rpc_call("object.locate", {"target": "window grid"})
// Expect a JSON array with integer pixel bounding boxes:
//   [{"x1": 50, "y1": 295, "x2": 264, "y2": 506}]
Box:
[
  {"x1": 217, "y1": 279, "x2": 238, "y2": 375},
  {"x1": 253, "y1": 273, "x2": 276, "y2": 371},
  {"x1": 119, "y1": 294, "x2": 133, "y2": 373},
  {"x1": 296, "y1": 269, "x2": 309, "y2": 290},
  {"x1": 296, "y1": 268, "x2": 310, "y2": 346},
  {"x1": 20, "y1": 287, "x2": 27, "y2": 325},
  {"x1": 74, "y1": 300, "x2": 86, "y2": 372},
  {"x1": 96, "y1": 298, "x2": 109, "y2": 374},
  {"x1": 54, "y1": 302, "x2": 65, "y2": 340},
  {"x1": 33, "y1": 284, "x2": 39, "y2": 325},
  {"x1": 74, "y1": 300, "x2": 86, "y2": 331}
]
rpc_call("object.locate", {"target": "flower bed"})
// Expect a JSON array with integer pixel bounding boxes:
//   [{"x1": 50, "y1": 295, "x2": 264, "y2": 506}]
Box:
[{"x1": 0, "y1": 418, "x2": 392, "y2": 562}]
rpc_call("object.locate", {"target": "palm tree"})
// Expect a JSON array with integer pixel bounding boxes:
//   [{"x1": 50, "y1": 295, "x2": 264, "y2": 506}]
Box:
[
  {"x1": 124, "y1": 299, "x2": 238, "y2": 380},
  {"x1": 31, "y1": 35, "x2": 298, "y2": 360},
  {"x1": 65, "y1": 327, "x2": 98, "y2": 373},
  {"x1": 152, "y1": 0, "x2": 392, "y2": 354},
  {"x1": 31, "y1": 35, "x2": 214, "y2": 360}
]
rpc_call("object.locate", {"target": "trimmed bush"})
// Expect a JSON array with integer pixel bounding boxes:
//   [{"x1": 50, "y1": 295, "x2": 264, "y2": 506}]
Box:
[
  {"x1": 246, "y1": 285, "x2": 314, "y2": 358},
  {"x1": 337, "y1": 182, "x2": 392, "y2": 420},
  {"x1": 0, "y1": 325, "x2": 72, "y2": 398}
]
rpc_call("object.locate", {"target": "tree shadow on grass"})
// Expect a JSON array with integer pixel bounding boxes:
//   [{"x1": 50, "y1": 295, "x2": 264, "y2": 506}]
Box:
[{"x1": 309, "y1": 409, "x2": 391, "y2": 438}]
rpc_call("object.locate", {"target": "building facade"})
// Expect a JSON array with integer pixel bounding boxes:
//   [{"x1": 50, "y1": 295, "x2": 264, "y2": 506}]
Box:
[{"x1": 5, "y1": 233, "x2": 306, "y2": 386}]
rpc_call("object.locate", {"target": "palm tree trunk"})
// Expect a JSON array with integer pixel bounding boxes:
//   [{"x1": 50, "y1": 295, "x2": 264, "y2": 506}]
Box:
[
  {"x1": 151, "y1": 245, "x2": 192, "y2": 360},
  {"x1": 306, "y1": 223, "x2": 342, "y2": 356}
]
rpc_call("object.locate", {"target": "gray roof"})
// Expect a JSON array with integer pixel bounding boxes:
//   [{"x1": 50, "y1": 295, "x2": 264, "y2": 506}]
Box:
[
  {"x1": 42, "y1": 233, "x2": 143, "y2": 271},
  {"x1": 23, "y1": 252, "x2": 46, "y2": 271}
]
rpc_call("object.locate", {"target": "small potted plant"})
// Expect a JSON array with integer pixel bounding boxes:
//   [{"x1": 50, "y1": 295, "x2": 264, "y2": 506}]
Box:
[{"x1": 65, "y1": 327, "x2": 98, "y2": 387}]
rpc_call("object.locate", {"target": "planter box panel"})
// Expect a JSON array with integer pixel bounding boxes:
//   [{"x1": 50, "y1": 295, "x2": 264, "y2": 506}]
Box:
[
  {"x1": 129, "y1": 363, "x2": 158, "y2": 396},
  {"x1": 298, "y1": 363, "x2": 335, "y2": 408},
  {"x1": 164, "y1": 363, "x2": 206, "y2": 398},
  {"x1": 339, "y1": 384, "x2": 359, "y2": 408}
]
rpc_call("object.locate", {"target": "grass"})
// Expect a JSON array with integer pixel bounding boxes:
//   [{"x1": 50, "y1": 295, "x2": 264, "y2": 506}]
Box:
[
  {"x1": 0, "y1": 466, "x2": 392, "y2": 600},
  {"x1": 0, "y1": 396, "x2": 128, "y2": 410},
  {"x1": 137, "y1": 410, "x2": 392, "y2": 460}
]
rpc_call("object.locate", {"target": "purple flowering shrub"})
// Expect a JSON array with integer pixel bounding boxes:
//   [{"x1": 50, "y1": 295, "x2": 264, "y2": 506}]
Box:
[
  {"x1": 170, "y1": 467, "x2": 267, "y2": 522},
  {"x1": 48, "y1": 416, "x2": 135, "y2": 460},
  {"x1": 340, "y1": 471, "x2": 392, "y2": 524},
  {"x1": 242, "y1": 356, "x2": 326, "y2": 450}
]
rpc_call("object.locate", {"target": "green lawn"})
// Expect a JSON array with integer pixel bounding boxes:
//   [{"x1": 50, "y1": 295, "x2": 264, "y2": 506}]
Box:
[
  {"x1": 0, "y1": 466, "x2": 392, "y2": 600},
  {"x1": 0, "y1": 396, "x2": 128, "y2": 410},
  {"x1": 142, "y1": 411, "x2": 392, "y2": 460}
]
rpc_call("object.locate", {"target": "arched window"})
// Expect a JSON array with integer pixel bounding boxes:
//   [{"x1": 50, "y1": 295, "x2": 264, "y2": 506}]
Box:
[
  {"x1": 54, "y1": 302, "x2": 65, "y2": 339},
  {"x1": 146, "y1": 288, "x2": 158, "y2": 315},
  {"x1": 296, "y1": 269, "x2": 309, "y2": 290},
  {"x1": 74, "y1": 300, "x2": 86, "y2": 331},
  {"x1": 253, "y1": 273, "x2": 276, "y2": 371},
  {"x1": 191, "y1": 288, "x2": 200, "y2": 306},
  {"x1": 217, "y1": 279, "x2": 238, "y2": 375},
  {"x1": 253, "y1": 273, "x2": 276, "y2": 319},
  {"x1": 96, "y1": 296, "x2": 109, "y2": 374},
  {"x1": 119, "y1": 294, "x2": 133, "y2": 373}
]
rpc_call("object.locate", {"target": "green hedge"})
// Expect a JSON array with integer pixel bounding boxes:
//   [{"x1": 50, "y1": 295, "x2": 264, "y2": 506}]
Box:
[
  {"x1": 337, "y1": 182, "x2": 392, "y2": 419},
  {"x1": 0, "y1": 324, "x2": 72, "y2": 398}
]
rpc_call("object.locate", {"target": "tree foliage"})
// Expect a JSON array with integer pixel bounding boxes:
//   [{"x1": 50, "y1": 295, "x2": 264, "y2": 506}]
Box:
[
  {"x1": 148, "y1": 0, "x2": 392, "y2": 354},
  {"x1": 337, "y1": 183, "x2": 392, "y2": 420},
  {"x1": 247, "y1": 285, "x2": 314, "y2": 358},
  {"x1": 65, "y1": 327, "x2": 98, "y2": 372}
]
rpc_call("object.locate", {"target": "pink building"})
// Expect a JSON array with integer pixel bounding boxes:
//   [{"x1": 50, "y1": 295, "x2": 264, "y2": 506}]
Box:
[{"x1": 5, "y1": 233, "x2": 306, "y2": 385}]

* * *

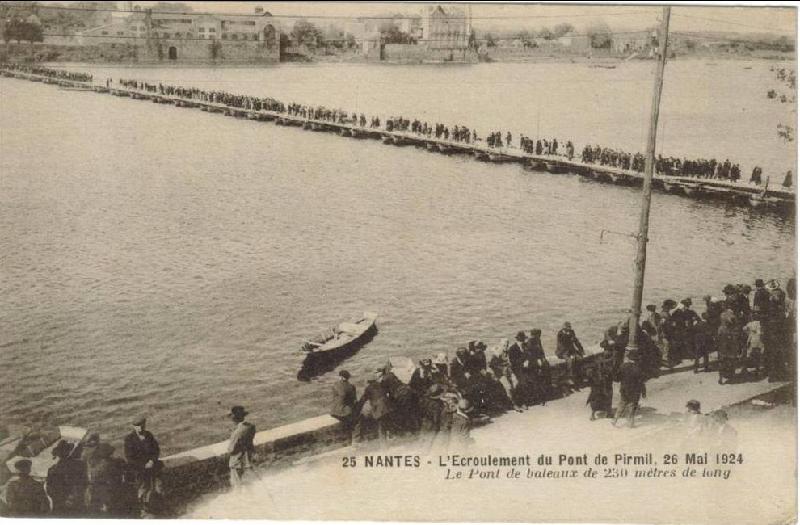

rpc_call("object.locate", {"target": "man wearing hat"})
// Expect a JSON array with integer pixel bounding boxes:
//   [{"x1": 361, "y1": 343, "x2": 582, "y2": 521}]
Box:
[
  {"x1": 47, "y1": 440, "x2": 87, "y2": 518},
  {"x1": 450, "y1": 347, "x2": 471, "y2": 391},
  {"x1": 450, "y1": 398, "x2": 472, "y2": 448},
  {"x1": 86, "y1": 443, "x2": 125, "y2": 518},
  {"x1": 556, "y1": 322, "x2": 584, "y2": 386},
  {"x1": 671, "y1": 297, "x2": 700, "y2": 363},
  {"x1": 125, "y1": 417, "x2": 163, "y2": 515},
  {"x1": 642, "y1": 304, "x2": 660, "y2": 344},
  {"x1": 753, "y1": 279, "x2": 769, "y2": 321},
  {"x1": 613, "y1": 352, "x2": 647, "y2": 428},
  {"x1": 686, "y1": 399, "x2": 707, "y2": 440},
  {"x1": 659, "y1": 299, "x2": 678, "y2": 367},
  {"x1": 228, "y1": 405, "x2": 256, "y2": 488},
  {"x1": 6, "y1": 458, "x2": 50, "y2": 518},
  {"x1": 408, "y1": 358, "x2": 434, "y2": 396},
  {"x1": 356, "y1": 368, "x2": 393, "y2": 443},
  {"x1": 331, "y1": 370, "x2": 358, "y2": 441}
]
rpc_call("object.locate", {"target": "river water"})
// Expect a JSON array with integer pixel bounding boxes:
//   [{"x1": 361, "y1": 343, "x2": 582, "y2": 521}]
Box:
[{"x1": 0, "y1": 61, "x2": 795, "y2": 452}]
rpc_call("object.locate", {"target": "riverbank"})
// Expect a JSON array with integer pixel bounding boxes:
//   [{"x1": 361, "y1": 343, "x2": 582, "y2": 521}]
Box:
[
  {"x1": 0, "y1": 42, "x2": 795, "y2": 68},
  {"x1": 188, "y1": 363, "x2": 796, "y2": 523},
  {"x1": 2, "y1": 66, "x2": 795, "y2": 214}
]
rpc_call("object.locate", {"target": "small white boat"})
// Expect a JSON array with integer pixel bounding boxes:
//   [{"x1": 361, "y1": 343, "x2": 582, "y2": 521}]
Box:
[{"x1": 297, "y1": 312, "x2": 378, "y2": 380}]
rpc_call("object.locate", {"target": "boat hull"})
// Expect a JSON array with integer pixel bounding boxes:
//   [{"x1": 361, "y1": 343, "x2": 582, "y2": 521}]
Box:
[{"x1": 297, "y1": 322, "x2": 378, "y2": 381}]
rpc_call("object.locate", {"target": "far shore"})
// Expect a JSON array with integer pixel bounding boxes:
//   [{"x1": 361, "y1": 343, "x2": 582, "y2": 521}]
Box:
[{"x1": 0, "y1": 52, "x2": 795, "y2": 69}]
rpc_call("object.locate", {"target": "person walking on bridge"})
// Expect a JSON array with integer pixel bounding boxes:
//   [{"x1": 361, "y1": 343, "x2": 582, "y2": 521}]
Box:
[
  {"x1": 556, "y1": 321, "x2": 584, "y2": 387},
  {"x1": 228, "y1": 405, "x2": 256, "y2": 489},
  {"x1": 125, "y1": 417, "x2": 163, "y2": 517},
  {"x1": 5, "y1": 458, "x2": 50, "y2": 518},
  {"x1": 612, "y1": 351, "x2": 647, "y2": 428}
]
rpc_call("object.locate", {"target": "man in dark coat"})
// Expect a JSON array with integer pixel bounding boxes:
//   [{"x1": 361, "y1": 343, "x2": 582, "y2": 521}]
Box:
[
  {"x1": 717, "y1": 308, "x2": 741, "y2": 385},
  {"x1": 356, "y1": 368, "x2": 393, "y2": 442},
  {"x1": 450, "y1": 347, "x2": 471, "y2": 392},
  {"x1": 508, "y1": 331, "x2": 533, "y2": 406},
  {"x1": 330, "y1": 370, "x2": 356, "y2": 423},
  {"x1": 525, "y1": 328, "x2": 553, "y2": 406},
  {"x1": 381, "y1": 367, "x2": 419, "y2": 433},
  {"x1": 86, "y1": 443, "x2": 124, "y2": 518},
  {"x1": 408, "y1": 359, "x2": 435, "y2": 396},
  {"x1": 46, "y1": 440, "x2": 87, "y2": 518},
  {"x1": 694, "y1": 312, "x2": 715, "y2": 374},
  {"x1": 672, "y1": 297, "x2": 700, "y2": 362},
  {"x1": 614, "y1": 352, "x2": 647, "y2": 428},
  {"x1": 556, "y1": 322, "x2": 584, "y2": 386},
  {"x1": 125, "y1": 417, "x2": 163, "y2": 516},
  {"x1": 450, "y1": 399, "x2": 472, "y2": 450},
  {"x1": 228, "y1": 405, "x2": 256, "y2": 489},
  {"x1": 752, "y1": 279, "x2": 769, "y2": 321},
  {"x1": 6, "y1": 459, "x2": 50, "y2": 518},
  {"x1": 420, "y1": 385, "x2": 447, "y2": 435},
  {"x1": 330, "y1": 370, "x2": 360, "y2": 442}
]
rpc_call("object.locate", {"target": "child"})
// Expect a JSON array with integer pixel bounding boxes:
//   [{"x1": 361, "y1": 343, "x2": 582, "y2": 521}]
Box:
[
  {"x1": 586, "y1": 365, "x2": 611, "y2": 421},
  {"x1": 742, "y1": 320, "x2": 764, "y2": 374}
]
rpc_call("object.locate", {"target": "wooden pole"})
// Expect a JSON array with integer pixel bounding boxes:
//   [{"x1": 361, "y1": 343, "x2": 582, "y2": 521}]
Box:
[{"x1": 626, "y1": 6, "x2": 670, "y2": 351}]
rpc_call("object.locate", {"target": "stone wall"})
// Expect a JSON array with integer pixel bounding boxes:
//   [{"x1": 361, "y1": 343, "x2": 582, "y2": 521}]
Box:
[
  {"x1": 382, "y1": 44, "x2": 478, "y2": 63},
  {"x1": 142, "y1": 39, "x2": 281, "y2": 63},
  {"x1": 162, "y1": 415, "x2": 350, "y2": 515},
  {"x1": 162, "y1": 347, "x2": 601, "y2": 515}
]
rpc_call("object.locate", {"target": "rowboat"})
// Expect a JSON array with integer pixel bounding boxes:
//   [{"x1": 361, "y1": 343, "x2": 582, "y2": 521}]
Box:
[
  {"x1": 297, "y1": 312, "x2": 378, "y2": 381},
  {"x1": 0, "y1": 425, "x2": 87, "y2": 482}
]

==

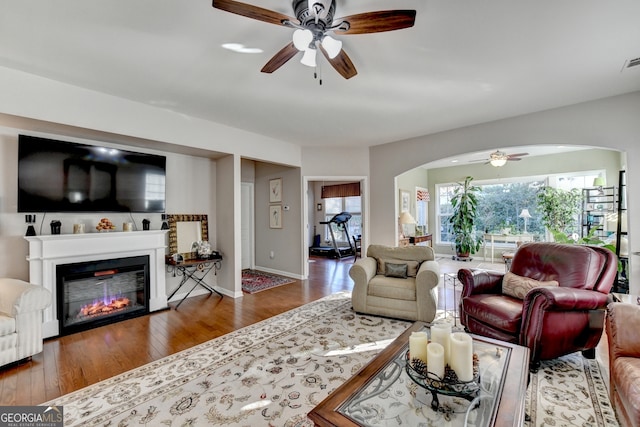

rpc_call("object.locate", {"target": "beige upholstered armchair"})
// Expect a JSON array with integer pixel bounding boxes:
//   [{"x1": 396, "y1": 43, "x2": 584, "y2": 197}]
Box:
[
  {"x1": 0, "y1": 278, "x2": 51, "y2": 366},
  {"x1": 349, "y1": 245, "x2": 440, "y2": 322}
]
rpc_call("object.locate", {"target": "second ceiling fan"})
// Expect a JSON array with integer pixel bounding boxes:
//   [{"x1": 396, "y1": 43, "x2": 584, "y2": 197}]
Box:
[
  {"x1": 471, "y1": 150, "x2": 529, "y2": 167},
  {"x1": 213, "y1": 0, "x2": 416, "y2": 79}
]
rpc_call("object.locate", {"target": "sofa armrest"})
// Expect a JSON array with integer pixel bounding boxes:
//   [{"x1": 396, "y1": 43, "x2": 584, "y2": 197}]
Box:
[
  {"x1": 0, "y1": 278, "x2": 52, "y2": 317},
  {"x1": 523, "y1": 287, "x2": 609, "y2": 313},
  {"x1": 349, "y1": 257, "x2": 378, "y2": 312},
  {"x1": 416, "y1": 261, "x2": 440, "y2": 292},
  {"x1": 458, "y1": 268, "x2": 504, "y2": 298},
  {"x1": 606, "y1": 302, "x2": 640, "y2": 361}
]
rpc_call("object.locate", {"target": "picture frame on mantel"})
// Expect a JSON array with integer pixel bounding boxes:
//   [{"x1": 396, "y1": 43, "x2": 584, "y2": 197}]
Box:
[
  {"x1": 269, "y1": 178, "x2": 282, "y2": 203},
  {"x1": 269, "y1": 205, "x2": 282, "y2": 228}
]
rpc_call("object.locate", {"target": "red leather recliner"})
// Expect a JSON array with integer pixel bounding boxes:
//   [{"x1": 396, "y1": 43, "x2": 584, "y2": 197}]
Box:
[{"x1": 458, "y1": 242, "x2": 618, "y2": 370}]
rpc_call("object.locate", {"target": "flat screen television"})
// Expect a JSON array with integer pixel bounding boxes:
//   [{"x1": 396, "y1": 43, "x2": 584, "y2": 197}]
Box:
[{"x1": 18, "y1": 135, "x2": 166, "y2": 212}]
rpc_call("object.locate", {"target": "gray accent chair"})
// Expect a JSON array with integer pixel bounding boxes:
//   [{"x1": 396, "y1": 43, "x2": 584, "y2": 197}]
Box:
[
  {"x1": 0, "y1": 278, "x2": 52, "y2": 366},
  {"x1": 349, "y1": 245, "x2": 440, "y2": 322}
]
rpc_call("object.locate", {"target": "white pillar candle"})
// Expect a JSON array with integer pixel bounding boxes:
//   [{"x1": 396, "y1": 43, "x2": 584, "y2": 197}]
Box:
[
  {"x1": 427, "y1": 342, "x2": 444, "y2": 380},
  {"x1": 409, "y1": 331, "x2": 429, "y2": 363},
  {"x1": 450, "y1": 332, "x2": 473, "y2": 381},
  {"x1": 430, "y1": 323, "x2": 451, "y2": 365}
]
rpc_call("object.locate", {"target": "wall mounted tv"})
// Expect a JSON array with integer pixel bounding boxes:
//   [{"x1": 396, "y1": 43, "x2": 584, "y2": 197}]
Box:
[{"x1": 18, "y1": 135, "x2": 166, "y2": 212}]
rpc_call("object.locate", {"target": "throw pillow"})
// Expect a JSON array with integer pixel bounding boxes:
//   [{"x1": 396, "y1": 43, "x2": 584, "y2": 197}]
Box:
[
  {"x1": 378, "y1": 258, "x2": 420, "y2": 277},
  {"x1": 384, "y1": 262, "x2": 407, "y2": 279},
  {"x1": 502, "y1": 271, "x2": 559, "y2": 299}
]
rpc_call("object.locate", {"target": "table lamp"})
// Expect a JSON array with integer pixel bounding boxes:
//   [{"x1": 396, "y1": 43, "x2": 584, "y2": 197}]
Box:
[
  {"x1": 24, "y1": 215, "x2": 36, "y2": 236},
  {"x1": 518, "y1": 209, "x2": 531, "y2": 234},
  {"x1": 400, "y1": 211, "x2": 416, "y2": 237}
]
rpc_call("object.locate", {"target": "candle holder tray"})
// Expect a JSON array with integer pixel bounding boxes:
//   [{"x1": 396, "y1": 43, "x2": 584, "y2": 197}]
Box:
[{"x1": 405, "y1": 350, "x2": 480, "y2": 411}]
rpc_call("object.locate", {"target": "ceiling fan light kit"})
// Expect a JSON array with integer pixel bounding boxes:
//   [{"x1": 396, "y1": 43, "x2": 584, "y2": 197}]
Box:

_TASK TO COMPLETE_. Which lines of the entries above contain the string "grass"? Pick out each one and copy it in full, treating uppercase and lowercase as different.

_PROBLEM SOLUTION_.
rpc_call("object.locate", {"target": "tree shadow on grass"})
rpc_call("object.locate", {"target": "grass"})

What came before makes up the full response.